**What you have to do:** Set out exactly, line by line, the stretch of data below that begins at the line containing "TARGET = bare tree" and ends at the line containing "TARGET = butterfly head", with both ends kept.

Input material below:

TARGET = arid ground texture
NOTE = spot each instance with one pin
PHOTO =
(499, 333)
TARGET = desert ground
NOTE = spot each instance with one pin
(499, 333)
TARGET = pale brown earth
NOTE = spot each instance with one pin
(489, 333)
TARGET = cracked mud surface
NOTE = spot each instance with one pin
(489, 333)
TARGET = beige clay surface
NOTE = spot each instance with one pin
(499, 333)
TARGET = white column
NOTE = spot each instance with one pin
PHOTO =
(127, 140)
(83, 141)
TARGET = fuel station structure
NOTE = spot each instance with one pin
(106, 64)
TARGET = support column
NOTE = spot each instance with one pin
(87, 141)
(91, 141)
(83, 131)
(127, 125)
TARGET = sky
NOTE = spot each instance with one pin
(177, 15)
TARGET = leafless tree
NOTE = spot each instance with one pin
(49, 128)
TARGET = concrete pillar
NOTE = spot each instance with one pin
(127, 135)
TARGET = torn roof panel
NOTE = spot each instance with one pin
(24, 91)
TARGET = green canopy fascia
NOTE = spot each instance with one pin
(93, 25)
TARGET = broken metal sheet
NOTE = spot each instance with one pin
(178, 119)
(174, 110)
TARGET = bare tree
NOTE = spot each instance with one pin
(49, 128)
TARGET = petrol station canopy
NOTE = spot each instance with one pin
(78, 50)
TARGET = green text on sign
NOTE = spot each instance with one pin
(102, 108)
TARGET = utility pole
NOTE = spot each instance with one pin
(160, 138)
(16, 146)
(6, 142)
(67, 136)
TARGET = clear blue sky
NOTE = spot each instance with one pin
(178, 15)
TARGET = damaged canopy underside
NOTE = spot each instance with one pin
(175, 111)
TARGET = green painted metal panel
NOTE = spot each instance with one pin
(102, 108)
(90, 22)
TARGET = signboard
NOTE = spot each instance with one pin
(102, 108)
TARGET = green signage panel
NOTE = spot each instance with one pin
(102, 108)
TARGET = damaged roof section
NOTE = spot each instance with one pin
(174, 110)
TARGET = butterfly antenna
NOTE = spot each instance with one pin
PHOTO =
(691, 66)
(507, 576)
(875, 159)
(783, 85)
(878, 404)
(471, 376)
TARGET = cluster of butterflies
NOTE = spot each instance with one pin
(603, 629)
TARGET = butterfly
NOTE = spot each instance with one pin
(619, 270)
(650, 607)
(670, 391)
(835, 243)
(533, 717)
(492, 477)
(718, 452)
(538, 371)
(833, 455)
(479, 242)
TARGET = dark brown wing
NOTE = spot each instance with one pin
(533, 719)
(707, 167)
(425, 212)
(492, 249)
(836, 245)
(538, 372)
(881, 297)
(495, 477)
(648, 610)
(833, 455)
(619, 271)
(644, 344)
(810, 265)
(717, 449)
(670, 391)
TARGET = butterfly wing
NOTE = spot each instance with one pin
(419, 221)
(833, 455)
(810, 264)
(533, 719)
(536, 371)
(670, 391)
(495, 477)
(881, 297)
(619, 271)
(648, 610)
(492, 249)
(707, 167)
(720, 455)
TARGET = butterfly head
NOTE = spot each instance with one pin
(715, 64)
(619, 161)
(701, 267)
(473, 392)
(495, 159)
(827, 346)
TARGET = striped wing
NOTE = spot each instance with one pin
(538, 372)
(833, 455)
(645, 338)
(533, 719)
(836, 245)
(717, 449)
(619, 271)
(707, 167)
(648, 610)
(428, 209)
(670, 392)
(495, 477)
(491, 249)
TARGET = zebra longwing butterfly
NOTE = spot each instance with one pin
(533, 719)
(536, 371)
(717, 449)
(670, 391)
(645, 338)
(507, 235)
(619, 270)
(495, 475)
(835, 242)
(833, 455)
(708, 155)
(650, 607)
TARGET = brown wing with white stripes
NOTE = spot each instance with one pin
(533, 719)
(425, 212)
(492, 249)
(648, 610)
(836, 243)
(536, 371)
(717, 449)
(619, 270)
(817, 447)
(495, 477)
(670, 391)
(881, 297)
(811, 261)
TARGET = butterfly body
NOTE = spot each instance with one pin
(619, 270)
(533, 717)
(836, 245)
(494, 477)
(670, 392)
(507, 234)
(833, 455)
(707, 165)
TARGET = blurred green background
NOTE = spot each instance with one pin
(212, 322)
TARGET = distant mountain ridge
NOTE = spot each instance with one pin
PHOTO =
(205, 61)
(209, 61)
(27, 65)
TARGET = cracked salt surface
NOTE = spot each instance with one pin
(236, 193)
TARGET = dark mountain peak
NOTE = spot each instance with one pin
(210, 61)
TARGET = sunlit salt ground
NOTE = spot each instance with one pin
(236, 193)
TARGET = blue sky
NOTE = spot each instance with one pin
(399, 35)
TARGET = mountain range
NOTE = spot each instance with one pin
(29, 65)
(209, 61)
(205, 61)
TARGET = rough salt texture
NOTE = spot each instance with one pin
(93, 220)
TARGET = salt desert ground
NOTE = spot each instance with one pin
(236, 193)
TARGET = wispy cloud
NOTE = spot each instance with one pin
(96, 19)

End of Input material.
Input material below:

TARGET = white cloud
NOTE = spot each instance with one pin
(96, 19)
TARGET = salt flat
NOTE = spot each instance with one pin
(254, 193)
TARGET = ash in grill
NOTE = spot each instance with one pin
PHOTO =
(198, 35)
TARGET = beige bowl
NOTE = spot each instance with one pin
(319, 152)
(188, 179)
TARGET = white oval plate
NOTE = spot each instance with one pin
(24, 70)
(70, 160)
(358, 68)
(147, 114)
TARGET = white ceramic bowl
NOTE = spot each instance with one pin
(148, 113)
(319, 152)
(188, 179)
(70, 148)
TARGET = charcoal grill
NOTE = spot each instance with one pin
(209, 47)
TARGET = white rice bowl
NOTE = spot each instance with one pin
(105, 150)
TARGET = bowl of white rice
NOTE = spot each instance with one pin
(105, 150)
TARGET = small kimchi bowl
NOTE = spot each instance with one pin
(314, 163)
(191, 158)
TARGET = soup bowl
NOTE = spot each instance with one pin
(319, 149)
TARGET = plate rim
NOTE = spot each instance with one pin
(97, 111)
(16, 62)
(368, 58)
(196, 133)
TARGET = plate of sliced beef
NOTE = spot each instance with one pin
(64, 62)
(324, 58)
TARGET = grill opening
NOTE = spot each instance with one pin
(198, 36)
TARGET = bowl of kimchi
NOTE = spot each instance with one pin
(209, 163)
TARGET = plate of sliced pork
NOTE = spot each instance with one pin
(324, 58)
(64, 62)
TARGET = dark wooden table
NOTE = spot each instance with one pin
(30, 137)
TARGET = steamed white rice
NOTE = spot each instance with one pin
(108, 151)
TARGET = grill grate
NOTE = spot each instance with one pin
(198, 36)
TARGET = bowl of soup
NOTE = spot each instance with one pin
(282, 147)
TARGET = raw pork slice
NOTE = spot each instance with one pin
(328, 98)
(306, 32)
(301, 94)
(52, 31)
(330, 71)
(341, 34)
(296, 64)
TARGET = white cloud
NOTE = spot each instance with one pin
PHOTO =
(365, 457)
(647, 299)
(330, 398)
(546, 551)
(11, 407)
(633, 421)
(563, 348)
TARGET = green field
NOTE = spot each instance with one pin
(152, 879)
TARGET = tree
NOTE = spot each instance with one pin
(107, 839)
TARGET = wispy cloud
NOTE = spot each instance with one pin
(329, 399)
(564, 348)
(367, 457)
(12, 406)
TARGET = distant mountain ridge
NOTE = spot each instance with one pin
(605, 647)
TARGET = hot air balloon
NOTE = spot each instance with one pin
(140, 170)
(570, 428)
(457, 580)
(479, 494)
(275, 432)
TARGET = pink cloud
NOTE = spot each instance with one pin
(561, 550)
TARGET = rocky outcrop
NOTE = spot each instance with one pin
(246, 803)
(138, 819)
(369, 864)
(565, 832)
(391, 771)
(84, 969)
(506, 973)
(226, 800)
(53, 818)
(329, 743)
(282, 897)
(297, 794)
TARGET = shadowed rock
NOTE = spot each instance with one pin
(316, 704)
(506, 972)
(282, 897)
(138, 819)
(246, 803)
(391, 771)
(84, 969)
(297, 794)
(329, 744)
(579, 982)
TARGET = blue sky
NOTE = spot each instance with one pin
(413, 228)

End of Input material.
Input material below:

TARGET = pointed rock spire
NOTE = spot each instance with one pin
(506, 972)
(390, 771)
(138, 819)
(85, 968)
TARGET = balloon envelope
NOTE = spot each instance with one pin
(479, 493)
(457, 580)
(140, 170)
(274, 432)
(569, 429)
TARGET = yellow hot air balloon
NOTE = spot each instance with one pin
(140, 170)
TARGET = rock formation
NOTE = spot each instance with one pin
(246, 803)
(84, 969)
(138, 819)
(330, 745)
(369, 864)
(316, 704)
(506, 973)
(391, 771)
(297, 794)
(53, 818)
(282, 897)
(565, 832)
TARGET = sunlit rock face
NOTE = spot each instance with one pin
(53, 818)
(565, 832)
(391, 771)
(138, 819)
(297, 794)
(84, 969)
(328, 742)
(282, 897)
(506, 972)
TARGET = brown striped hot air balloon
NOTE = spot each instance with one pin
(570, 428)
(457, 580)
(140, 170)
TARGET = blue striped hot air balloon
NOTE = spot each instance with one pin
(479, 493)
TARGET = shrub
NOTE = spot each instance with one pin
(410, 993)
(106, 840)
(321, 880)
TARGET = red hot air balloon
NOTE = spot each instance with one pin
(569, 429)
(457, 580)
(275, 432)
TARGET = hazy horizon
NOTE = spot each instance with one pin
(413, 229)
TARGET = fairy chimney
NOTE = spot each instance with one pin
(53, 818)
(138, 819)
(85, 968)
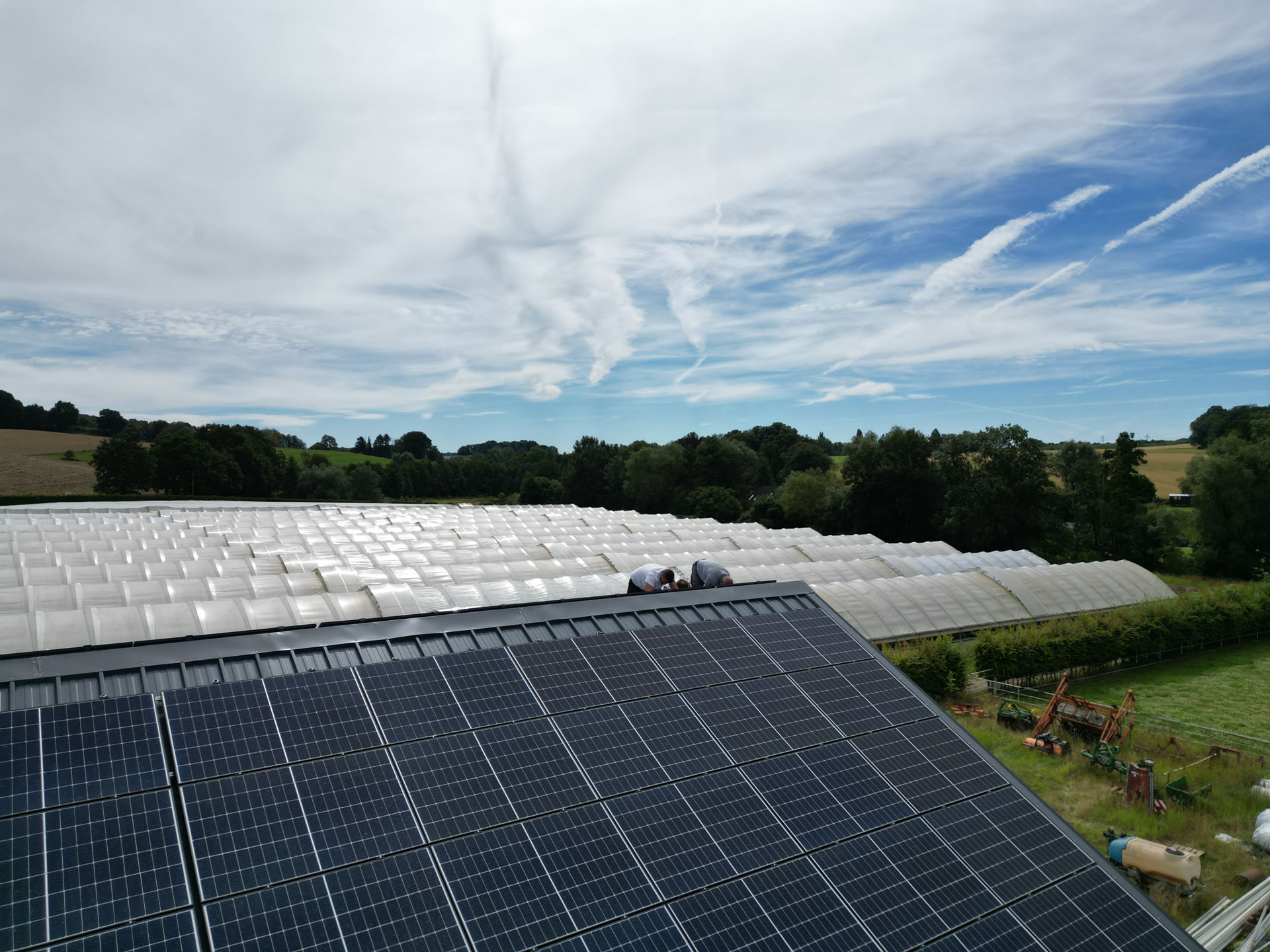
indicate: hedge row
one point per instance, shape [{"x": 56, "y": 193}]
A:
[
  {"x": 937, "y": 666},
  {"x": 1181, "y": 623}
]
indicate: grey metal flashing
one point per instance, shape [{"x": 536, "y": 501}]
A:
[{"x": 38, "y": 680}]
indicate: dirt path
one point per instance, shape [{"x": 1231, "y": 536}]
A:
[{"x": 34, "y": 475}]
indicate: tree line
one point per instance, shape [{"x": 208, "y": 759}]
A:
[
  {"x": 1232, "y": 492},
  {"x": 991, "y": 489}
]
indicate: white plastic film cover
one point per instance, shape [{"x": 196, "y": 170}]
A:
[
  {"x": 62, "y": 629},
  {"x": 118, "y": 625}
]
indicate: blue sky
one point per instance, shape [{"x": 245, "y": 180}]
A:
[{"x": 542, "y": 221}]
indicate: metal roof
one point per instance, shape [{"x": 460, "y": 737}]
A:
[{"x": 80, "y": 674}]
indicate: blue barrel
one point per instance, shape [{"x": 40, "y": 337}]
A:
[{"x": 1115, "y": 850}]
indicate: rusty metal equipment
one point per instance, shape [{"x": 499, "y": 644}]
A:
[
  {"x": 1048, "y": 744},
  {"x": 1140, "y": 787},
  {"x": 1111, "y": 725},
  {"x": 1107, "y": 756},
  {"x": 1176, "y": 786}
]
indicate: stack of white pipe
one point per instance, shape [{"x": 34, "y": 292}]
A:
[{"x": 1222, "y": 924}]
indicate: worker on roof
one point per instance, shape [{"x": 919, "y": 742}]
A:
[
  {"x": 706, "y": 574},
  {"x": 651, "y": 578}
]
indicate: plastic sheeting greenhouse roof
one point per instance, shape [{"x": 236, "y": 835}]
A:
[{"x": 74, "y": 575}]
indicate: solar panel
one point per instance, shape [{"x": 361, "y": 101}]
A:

End of Input material.

**Completed task:**
TARGET = bare tree
NOTE = spot each instance with one pin
(49, 128)
TARGET = petrol station canopy
NOTE = spot each instance with one pin
(78, 50)
TARGET = green text on sign
NOTE = spot each instance with one pin
(102, 108)
TARGET = utility pole
NOTE = spot each instance with one pin
(160, 138)
(16, 146)
(6, 142)
(67, 136)
TARGET = clear blue sky
NOTE = spot each instance with one pin
(178, 15)
TARGET = damaged canopy underside
NOTE = spot each instance with one pin
(175, 111)
TARGET = green painted metal panel
NOTE = spot each instance with one pin
(102, 108)
(90, 22)
TARGET = signboard
NOTE = spot each instance with one pin
(102, 108)
TARGET = green signage panel
NOTE = spot each instance with one pin
(102, 108)
TARGET = damaged roof section
NOTE = spot each instance with one pin
(174, 110)
TARGET = butterfly antenna
NOTE = spot each instance with one pin
PHOTO =
(691, 66)
(507, 576)
(875, 159)
(783, 85)
(878, 404)
(471, 376)
TARGET = cluster of butterflies
NOTE = spot each instance with one pin
(603, 629)
TARGET = butterfly
NOTE = spot each instance with one pin
(619, 270)
(650, 607)
(670, 391)
(835, 243)
(533, 717)
(492, 477)
(718, 452)
(538, 371)
(833, 455)
(479, 242)
TARGET = dark brown wing
NOTE = spot each instance with one pin
(533, 719)
(707, 167)
(425, 212)
(492, 249)
(836, 245)
(538, 372)
(881, 297)
(495, 477)
(648, 610)
(833, 455)
(619, 271)
(644, 344)
(810, 265)
(717, 449)
(670, 391)
TARGET = butterfly wing
NOTE = spot each instance with one pin
(419, 221)
(833, 455)
(810, 264)
(533, 719)
(536, 371)
(670, 391)
(495, 477)
(881, 297)
(619, 271)
(648, 610)
(492, 249)
(707, 167)
(720, 455)
TARGET = butterfly head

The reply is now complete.